RECORDED DATA —
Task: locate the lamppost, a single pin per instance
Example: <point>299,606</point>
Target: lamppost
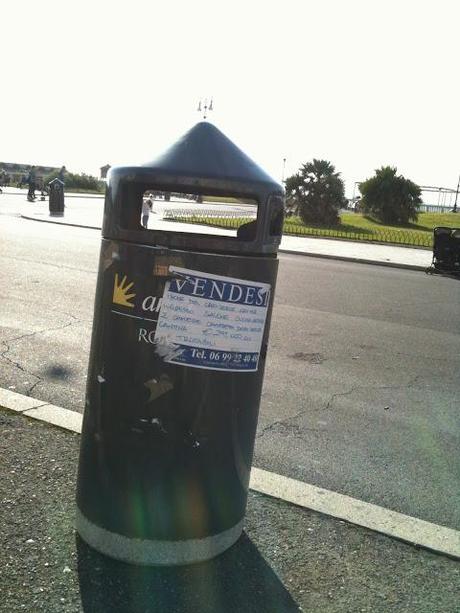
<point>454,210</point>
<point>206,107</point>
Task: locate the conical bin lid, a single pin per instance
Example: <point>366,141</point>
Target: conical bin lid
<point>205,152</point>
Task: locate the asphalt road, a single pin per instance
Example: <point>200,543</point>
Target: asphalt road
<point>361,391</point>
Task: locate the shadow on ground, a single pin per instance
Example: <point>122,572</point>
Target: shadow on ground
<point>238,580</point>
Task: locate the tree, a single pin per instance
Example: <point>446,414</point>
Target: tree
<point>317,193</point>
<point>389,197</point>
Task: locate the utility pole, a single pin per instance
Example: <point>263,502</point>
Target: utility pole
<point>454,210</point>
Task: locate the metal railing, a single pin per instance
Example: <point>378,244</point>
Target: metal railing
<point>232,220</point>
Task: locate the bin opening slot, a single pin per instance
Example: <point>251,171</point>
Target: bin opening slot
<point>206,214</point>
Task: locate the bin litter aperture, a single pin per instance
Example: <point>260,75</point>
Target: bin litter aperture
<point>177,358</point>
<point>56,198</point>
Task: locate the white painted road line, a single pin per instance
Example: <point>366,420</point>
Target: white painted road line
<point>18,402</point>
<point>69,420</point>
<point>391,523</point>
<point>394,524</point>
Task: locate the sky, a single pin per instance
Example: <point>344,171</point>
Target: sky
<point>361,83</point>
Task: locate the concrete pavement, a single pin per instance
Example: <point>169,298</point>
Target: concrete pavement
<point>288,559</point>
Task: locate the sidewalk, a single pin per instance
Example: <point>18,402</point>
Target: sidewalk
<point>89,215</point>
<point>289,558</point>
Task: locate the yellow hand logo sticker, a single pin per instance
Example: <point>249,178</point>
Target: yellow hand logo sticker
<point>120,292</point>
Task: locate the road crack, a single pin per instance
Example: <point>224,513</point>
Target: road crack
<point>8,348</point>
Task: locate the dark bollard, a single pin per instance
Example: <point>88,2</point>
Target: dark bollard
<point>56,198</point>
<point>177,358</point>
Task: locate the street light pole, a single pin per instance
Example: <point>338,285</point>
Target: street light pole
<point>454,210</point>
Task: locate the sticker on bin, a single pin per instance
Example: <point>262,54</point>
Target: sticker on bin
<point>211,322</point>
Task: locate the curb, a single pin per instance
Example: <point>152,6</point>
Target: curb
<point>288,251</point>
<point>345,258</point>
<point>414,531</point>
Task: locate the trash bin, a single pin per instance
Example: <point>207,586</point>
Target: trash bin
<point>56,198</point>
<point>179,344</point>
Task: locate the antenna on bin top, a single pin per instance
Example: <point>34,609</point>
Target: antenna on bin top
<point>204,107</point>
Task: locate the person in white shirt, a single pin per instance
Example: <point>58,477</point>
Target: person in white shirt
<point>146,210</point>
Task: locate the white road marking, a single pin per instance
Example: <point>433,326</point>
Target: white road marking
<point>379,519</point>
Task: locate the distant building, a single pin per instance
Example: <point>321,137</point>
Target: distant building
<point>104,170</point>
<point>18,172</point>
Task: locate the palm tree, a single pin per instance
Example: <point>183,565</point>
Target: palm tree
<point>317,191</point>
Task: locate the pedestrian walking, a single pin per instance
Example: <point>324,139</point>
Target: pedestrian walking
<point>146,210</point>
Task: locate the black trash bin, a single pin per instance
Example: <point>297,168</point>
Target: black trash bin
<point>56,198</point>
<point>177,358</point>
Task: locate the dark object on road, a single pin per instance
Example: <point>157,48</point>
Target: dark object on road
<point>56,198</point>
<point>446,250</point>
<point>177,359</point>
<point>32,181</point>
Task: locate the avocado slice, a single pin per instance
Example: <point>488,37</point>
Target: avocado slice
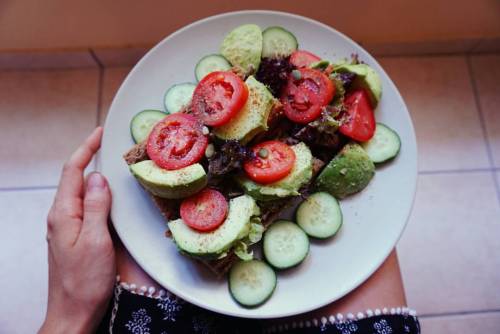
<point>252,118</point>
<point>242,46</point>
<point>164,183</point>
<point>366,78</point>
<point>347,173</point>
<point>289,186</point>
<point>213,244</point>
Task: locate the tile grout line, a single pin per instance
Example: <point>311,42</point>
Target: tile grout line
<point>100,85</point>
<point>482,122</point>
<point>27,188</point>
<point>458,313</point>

YOUR TASK —
Take every entry and repeat it verbatim, minus the pictures.

RESULT FOR THIS EXERCISE —
Task: locate the lamppost, a single pin per instance
Example: <point>299,606</point>
Target: lamppost
<point>454,210</point>
<point>206,107</point>
Task: locate the conical bin lid, a single pin per instance
Example: <point>366,141</point>
Target: conical bin lid
<point>205,152</point>
Task: locate the asphalt road, a single pin per instance
Example: <point>200,543</point>
Target: asphalt road
<point>361,391</point>
Task: locate the shadow on ground, a single pin per instance
Example: <point>122,572</point>
Target: shadow on ground
<point>238,580</point>
Task: locate the tree, a single pin per instance
Example: <point>446,414</point>
Target: tree
<point>317,193</point>
<point>389,197</point>
Task: locate the utility pole, a single pin per instance
Example: <point>263,502</point>
Target: utility pole
<point>454,210</point>
Task: locate the metal railing, a single pin per instance
Example: <point>378,244</point>
Target: metal railing
<point>232,220</point>
Task: locate the bin opening slot, a single pin per instance
Example: <point>251,171</point>
Target: bin opening slot
<point>206,214</point>
Task: locate the bin litter aperture, a single pin per instance
Example: <point>260,75</point>
Target: bin litter aperture
<point>177,358</point>
<point>56,198</point>
Task: locate the white painted road line, a single pin per instance
Example: <point>366,420</point>
Target: white painted road line
<point>18,402</point>
<point>69,420</point>
<point>391,523</point>
<point>394,524</point>
Task: locate the sky, a single pin per instance
Example: <point>344,171</point>
Target: sky
<point>361,83</point>
Task: locate the concrete pavement, a single pin per instance
Example: <point>169,298</point>
Target: concrete pavement
<point>288,559</point>
Task: locate the sidewalk, a single pin per instance
Example: <point>18,402</point>
Target: sidewalk
<point>89,215</point>
<point>289,558</point>
Task: locate the yellow hand logo sticker, a single pin per instance
Example: <point>249,178</point>
Target: yellow hand logo sticker
<point>120,292</point>
Task: locate the road crack, a single pin per instance
Example: <point>224,513</point>
Target: road crack
<point>8,348</point>
Task: locate the dark bollard, a single pin per instance
Example: <point>88,2</point>
Target: dark bollard
<point>56,198</point>
<point>177,358</point>
Task: locate the street light pole, a single pin per instance
Example: <point>338,285</point>
Target: street light pole
<point>454,210</point>
Task: locate the sticker on bin, a single pin per instance
Example: <point>262,54</point>
Target: sticker on bin
<point>211,322</point>
Task: locate the curb, a single pin per instance
Example: <point>152,6</point>
Target: curb
<point>288,251</point>
<point>345,258</point>
<point>414,531</point>
Task: locate the trash bin, a single pin per instance
Example: <point>207,586</point>
Target: trash bin
<point>56,198</point>
<point>179,344</point>
Task: locate the antenna on bin top, a single pin per instance
Example: <point>34,609</point>
Target: antenna on bin top
<point>204,107</point>
Task: locate the person in white shirt, a single pin per instance
Example: <point>58,477</point>
Target: person in white shirt
<point>146,210</point>
Task: locate the white road marking, a single pin per instance
Example: <point>433,326</point>
Target: white road marking
<point>379,519</point>
Task: locate the distant building, a single pin per instance
Example: <point>321,137</point>
Target: distant building
<point>104,170</point>
<point>18,172</point>
Task: locate the palm tree, a single pin per instance
Example: <point>183,565</point>
Target: palm tree
<point>317,191</point>
Task: locate the pedestrian walking, a single pin per instance
Example: <point>324,139</point>
Target: pedestrian walking
<point>146,210</point>
Task: locate the black trash bin, a single pin per instance
Example: <point>297,168</point>
Target: black trash bin
<point>56,198</point>
<point>177,358</point>
Task: locate the dark object on road, a single pin per instance
Example: <point>157,48</point>
Target: dark object on road
<point>56,198</point>
<point>446,250</point>
<point>177,359</point>
<point>32,181</point>
Task: locate the avocado slice, a single pin per instance
Example: <point>488,37</point>
Target: avocado slice
<point>252,118</point>
<point>242,46</point>
<point>164,183</point>
<point>366,78</point>
<point>347,173</point>
<point>289,186</point>
<point>213,244</point>
Task: locate the tile grout line, a single pin per instance
Example: <point>311,42</point>
Target: tile grout line
<point>100,85</point>
<point>482,122</point>
<point>27,188</point>
<point>458,313</point>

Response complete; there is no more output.